▶ _Excerpt provided_:
═══

It's astonishing that newspapers like The Times are stricter about ethics than the Supreme Court, which is required to report some financial dealings each year but otherwise has no compulsory code of ethics at all.

No one has ever offered me a free flight on a private jet to a rustic lodge in Alaska, as in the case of Supreme Court Justice Samuel A. Alito Jr., or a free seat on a private jet to a super yacht in Indonesia, as in the case of Justice Clarence Thomas. But I've been offered lots of nice things in my career.

When I was a cub reporter in Ventura County, the owner of an oceanfront vacation home in Oxnard Shores offered me the use of his house. The catch? I was working on a story about a proposed moratorium on beachfront residential construction, which he opposed. If he liked the story, he told me, I was welcome to a weekend at the beach. The invitation was rescinded upon publication.

Even when a source doesn't want anything, when they simply appreciate something you have written, they may try to thank you with a lavish gift. That creates the appearance of impropriety. I have, over the years, sent back a Seiko watch, a gold bracelet, a Blackberry (remember those?) and designer clothing.

I once wrote about the late Ray Evans, the lyricist half of the supremely talented songwriting duo Livingston and Evans. I thought a story about the origins of the great Christmas song "Silver Bells" would be a good read during the holidays, so I arranged to meet Evans for an interview over lunch and when I dropped him off at his Benedict Canyon home, he invited me in.

═══

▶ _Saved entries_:
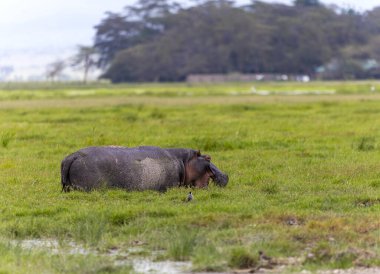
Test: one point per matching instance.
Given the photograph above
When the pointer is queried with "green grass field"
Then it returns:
(304, 176)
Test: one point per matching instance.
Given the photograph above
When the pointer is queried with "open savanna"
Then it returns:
(304, 176)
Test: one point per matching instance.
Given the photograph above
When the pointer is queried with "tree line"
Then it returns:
(160, 40)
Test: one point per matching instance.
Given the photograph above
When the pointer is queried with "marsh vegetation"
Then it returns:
(304, 176)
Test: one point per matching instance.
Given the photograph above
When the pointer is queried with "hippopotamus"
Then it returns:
(138, 168)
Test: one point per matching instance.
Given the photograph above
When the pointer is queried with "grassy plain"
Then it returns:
(304, 175)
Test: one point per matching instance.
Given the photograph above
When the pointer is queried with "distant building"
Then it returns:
(236, 77)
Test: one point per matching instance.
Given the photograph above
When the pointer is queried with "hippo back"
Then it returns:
(137, 168)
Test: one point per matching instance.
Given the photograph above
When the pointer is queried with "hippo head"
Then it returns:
(199, 170)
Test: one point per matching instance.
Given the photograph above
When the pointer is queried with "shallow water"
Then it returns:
(140, 264)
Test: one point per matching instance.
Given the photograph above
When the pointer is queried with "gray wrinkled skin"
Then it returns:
(138, 168)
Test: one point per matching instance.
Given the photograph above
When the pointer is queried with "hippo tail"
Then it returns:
(65, 171)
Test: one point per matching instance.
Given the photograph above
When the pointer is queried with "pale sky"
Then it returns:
(35, 31)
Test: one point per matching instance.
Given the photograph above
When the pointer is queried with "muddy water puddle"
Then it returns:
(119, 257)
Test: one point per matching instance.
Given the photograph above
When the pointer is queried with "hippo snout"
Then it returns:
(221, 180)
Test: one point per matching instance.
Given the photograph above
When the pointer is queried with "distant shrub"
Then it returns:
(6, 137)
(157, 114)
(241, 258)
(366, 144)
(215, 144)
(270, 188)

═══

▶ _Questions on the material_:
1. In the excerpt on newspaper ethics, what proposal did the owner of the Oxnard Shores vacation home oppose?
2. Name every gift the writer sent back, according to the excerpt on newspaper ethics.
3. Print the part of the excerpt on newspaper ethics starting at "It's astonishing that" and ending at "ethics at all.".

▶ _Exercise results_:
1. A proposed moratorium on beachfront residential construction.

2. A Seiko watch, a gold bracelet, a Blackberry, and designer clothing.

3.
It's astonishing that newspapers like The Times are stricter about ethics than the Supreme Court, which is required to report some financial dealings each year but otherwise has no compulsory code of ethics at all.